[QUESTIONS ON THE MATERIAL]
- A) Rewrite the paragraph of the extract on clerical abuse in Ireland that begins "In 2008, an inquiry" as a brief list of its main facts.
- B) According to the extract on clerical abuse in Ireland, how many clerics were the subject of the allegations reviewed in the Cloyne Report?
- C) Continue the extract on clerical abuse in Ireland from its last sentence onward.

*** Opening PAGE EXTRACT ***

In 2008, an inquiry was launched into child protection practices in the Diocese of Cloyne, after Ireland’s National Board for Safeguarding Children in the Catholic Church criticised the poor handling of abuse complaints. The eventual Cloyne Report, published in 2011, reviewed allegations of clerical child sexual abuse between 1996 and early 2009 concerning 19 clerics, and revealed that the Diocese had failed to report allegations of child abuse to police as late as 2005, in contravention of the Church’s own procedures. Similar findings were made by the earlier Ferns and Murphy inquiries into the handling of allegations of historical sexual abuse by both church and state authorities.
Despite the severity of the crimes, very few perpetrators have been convicted. According to a 2011 report by Amnesty International Ireland, no criminal charges had been brought against those Catholic Church leaders who concealed crimes and allowed known sex abusers to continue to have access to children and to abuse with near impunity.

*** Closing PAGE EXTRACT ***
*** Opening SUPPLIED RECORDS ***

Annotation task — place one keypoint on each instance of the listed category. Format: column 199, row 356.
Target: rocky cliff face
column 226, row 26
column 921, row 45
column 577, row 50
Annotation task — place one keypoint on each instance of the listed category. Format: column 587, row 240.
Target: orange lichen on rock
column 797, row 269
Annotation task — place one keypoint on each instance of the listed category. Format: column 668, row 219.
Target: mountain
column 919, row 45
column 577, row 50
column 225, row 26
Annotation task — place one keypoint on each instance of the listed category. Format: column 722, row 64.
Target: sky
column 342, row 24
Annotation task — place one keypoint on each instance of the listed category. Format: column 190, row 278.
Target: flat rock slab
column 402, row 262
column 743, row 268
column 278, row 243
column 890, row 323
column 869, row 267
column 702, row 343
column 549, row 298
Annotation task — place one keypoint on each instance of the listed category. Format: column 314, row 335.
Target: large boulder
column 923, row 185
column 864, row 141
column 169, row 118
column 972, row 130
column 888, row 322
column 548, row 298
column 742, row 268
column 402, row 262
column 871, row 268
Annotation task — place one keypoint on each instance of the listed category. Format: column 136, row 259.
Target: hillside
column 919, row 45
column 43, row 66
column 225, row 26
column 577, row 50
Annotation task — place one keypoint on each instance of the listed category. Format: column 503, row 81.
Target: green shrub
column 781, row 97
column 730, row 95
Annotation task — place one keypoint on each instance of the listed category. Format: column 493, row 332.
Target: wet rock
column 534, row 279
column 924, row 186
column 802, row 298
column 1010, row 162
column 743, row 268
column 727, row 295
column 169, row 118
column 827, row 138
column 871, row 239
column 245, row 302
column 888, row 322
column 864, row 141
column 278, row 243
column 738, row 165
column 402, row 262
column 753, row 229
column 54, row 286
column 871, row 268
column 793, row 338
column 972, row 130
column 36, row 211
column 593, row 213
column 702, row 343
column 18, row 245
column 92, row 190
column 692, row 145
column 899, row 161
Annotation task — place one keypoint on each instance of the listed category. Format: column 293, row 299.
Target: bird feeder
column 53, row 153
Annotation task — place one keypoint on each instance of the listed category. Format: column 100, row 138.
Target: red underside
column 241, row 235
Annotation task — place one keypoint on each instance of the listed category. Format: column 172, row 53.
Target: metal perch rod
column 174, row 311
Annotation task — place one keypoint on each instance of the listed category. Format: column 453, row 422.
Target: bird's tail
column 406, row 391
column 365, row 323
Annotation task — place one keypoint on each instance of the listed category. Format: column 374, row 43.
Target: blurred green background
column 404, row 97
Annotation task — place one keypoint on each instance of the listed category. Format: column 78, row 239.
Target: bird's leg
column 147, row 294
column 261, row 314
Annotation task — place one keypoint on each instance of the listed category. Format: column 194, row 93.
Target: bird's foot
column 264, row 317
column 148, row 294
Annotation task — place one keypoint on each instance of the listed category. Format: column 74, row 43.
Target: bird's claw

*** Closing SUPPLIED RECORDS ***

[RESULTS FOR EACH TASK]
- A)
- In 2008, an inquiry into child protection practices in the Diocese of Cloyne began. It followed criticism from Ireland's National Board for Safeguarding Children in the Catholic Church over the poor handling of abuse complaints.
- The Cloyne Report was published in 2011. It reviewed allegations of clerical child sexual abuse made between 1996 and early 2009 concerning 19 clerics.
- The report found that the Diocese had failed to report abuse allegations to police as late as 2005, in breach of the Church's own procedures.
- The earlier Ferns and Murphy inquiries made similar findings about how church and state authorities handled allegations of historical sexual abuse.

- B) The allegations concerned 19 clerics.

- C)
Impact
Dubbed a ‘21st century Irish hero’, Christine Buckley pioneered campaigning for the needs of care leavers and galvanised the movement that led to Ireland’s state apology, a national public inquiry and a redress scheme for those who had experienced abuse at the hands of the Church. Ireland’s former Minister for Justice Alan Shatter described her work as “pivotal in changing Irish perceptions of institutional abuse and led to a new era of child protection in this State.” Christine passed away in 2014.
2019 marks 20 years since the state apology and a decade since the Ryan Report, but what have they meant to the people of Ireland? The Ryan Commission and other public inquiries led to a range of legislative reforms that have been instrumental in the overhaul of child protection system in the country. These include the establishment of the Department of Children and Youth Affairs in 2011 and of the Child and Family Agency in 2014. Public inquiries also played an important role in garnering support for a constitutional referendum in 2012, which enshrined the rights of the child in the Irish Constitution. Demands for greater accountability also led to mandatory reporting being introduced to override the ‘secrecy of the confessional’ in the Criminal Justice (Withholding of Information on Offences Against Children and Vulnerable Persons) Act 2012.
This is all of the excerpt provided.